# EXTRACT TO READ:
┏━━

An online petition is picking up steam urging the government to scrap a rule requiring people to be vaccinated to be able to enter malls.
Shopping malls in Jakarta and around Indonesia have been reopening in recent weeks following Indonesia’s deadliest COVID-19 wave in July and August. Under the government’s Enforcement of Restrictions on Public Activities (PPKM) protocol, visitors to malls must have received at least one dose of the COVID-19 vaccine and in possession of a digital vaccine certificate in the test and trace app PeduliLindungi.
As of this afternoon, more than 25,000 people have signed an online petition on Change.org urging the government to ditch what they call an unfair requirement — not necessarily due to anti-vax sentiments, but more about the perceived failure in the part of the government in catering to those who can’t get the jab for medical reasons.
“If this rule continues to be enforced, then what happens to those who don’t meet vaccine requirements but they get the jab anyway to meet administrative requirements? Who will be held responsible if something bad happens post-vaccination?” a passage in the petition reads.
While one might suggest to the unvaccinated to avoid malls altogether, doing so would likely underestimate Indonesians’ love for — nay, dependence on — shopping malls.
But that is the line the Health Ministry is taking in its response to the petition.
“Personally, I find that it’s regrettable [that thousands have signed the petition]. I don’t think [not being able to go to the mall] is a burden,”the ministry’s acting director general for disease control and prevention, Maxi Rein Rondonuwu said yesterday.
Maxi stressed that the rules have been put in place to protect citizens and not to discriminate towards anybody. He said the ministry would take onboard criticism such as uneven vaccine distribution and would do everything in its power to fix that, but the vaccine requirement for malls is here to stay.

┗━━

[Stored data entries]
┏━━

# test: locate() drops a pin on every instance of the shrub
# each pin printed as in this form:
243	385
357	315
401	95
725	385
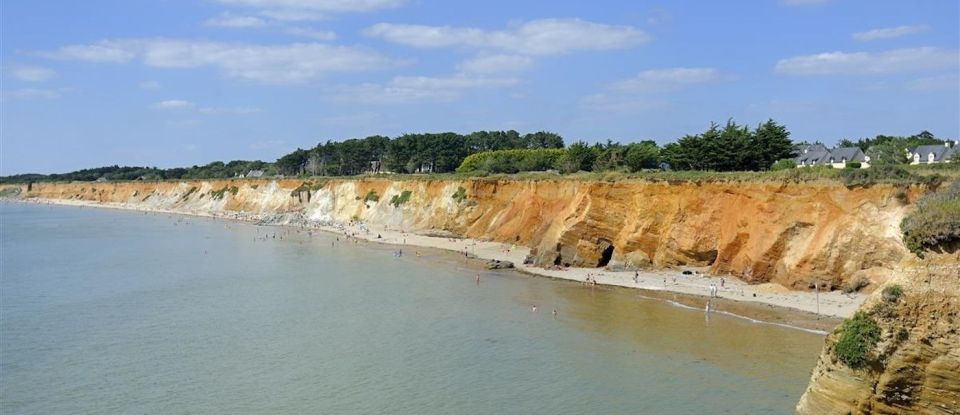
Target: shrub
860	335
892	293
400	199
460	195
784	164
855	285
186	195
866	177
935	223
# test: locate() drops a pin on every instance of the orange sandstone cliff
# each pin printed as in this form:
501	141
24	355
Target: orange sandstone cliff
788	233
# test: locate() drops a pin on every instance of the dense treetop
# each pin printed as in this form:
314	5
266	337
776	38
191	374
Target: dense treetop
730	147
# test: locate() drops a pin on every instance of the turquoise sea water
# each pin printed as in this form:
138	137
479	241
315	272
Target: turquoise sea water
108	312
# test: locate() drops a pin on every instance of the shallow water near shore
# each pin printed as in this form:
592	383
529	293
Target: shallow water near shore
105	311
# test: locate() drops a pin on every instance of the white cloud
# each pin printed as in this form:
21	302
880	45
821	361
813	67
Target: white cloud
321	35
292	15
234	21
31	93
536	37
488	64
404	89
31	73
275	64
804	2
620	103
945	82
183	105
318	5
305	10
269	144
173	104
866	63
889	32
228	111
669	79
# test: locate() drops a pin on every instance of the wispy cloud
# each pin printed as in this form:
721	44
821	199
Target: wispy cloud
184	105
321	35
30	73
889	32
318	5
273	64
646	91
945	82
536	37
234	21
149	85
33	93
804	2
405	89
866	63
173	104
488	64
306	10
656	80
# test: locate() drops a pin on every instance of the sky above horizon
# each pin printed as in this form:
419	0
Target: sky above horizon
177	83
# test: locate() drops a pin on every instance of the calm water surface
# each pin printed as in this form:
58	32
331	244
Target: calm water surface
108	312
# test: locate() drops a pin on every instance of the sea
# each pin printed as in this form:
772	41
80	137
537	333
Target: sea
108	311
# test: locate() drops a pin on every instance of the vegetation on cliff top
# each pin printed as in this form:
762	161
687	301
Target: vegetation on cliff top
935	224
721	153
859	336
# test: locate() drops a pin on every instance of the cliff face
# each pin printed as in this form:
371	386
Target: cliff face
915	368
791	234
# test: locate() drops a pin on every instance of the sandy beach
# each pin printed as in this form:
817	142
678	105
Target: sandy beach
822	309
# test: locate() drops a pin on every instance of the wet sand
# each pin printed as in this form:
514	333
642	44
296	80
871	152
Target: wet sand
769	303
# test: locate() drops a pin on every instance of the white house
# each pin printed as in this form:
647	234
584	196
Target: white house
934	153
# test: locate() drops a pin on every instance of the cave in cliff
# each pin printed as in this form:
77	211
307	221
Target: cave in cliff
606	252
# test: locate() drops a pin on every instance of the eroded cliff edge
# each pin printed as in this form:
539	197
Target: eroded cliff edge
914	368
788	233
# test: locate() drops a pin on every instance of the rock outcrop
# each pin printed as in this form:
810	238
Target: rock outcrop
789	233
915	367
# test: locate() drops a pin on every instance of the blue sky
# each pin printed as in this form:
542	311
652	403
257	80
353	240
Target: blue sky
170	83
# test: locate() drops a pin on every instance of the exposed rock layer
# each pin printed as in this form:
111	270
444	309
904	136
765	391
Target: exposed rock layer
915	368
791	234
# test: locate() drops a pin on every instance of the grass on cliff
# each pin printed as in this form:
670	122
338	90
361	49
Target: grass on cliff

┗━━

# TASK DESCRIPTION:
Reproduce the full text about the petition against the mall vaccine rule word for word.

# ANSWER TO THE PROBLEM:
An online petition is picking up steam urging the government to scrap a rule requiring people to be vaccinated to be able to enter malls.
Shopping malls in Jakarta and around Indonesia have been reopening in recent weeks following Indonesia’s deadliest COVID-19 wave in July and August. Under the government’s Enforcement of Restrictions on Public Activities (PPKM) protocol, visitors to malls must have received at least one dose of the COVID-19 vaccine and in possession of a digital vaccine certificate in the test and trace app PeduliLindungi.
As of this afternoon, more than 25,000 people have signed an online petition on Change.org urging the government to ditch what they call an unfair requirement — not necessarily due to anti-vax sentiments, but more about the perceived failure in the part of the government in catering to those who can’t get the jab for medical reasons.
“If this rule continues to be enforced, then what happens to those who don’t meet vaccine requirements but they get the jab anyway to meet administrative requirements? Who will be held responsible if something bad happens post-vaccination?” a passage in the petition reads.
While one might suggest to the unvaccinated to avoid malls altogether, doing so would likely underestimate Indonesians’ love for — nay, dependence on — shopping malls.
But that is the line the Health Ministry is taking in its response to the petition.
“Personally, I find that it’s regrettable [that thousands have signed the petition]. I don’t think [not being able to go to the mall] is a burden,”the ministry’s acting director general for disease control and prevention, Maxi Rein Rondonuwu said yesterday.
Maxi stressed that the rules have been put in place to protect citizens and not to discriminate towards anybody. He said the ministry would take onboard criticism such as uneven vaccine distribution and would do everything in its power to fix that, but the vaccine requirement for malls is here to stay.